[Dataset entries]
<<<<

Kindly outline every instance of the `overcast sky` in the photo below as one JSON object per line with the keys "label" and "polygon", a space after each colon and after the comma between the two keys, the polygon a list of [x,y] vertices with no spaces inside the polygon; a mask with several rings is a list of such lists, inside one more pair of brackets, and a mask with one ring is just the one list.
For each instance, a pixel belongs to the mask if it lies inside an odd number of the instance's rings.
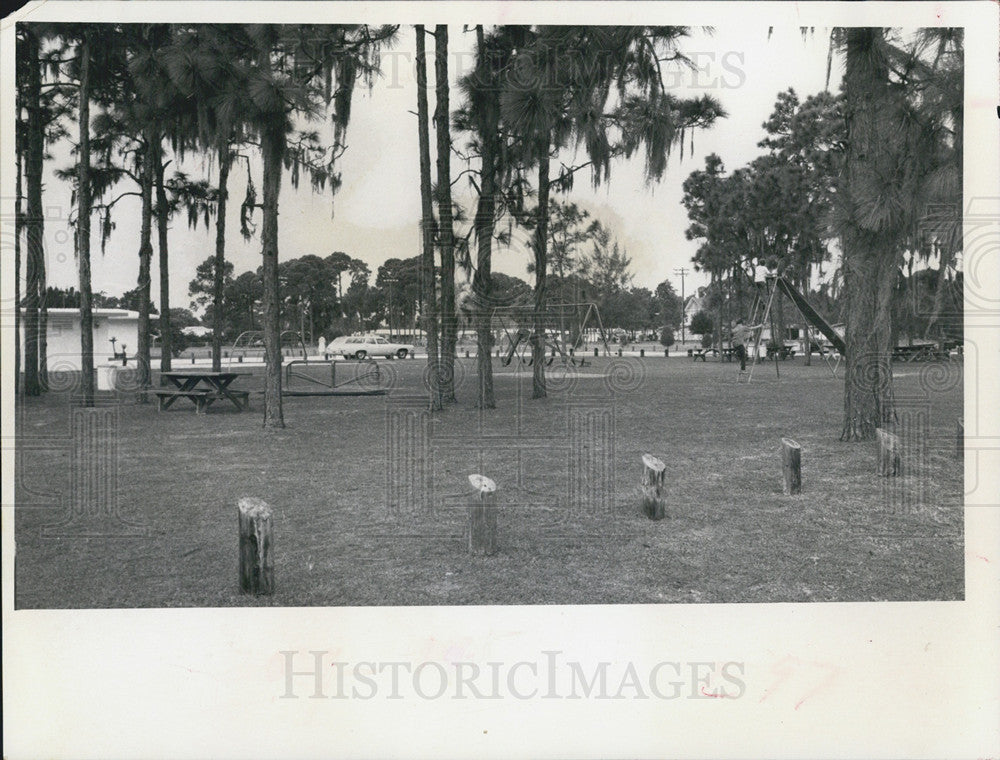
{"label": "overcast sky", "polygon": [[[471,66],[474,34],[462,27],[449,29],[451,51],[450,75],[456,79]],[[589,175],[578,175],[573,191],[565,198],[575,201],[600,218],[627,249],[633,262],[634,284],[654,288],[670,279],[680,291],[679,267],[691,267],[696,242],[685,240],[687,217],[681,206],[681,185],[692,171],[704,165],[704,157],[718,153],[727,169],[734,169],[760,153],[757,142],[763,136],[761,124],[768,117],[776,95],[794,87],[800,98],[826,86],[829,35],[817,29],[803,39],[798,27],[777,28],[768,38],[766,27],[717,27],[712,34],[695,30],[684,44],[686,53],[700,65],[699,73],[677,70],[670,76],[672,91],[680,96],[710,92],[729,113],[710,130],[694,135],[694,153],[685,146],[683,161],[675,152],[662,181],[647,187],[642,177],[641,157],[618,162],[612,167],[611,181],[592,189]],[[413,28],[400,29],[399,43],[383,59],[383,77],[369,93],[359,88],[355,94],[349,148],[340,161],[343,187],[331,203],[329,192],[313,194],[303,185],[293,190],[287,174],[283,180],[279,217],[280,259],[305,254],[325,256],[345,251],[366,261],[374,273],[391,257],[408,258],[419,253],[419,166],[417,153],[416,84],[413,66],[415,49]],[[428,51],[433,50],[428,40]],[[834,58],[831,88],[840,80],[842,62]],[[430,67],[433,85],[433,65]],[[452,91],[452,106],[459,101]],[[431,91],[433,109],[433,91]],[[74,134],[75,139],[75,134]],[[434,144],[433,133],[431,135]],[[572,154],[561,156],[570,163]],[[72,238],[66,223],[69,189],[51,173],[54,166],[66,166],[68,150],[63,146],[46,167],[44,204],[46,254],[49,282],[66,287],[77,284],[73,261]],[[585,160],[585,159],[581,159]],[[205,176],[216,181],[216,167],[203,160],[188,159],[184,170],[193,177]],[[463,168],[453,158],[452,173]],[[170,170],[168,170],[169,172]],[[260,163],[251,163],[254,182],[261,185]],[[459,200],[470,200],[460,180],[456,185]],[[260,240],[244,242],[239,234],[239,203],[246,188],[245,169],[234,170],[230,177],[230,212],[227,223],[227,258],[236,272],[256,268],[260,260]],[[121,190],[133,189],[121,186]],[[471,207],[471,206],[470,206]],[[335,211],[335,214],[332,213]],[[259,222],[259,212],[256,217]],[[139,205],[137,199],[116,207],[116,228],[102,256],[94,225],[93,287],[109,295],[119,295],[135,287],[138,275]],[[188,283],[195,267],[214,251],[214,224],[189,230],[183,214],[171,225],[170,272],[171,305],[189,306]],[[155,242],[155,234],[154,234]],[[158,262],[153,261],[153,299],[159,302],[156,279]],[[509,250],[494,254],[494,268],[525,278],[529,260],[525,240],[515,240]],[[687,293],[707,278],[692,272],[686,281]]]}

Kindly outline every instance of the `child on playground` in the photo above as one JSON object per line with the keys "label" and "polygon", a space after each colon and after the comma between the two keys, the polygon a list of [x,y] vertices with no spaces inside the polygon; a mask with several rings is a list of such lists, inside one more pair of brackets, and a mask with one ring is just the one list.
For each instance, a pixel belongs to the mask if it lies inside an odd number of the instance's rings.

>>>>

▶ [Work order]:
Show the lines of the records that contain the word "with".

▶ [Result]:
Kindly outline every instance of the `overcast sky` in the photo below as one JSON object per line with the keys "label" and "polygon", a space after each colon and after the comma between the two keys, the polygon a list of [x,y] vertices with no spaces inside the polygon; a mask with several rings is a list of such lists, inside one more pair of brackets, and a mask with one ring is just the one list.
Kindly outline every instance of the `child on playground` in the photo above as one JSON object per line with the keys "label" and "polygon", a space after each colon and after the comma between the two keys, the polygon a list of [x,y] vertices with no spaces inside the polygon; a mask with several rings is a list of such lists, inside one more pair of brackets, and a mask with one ring is just the one list.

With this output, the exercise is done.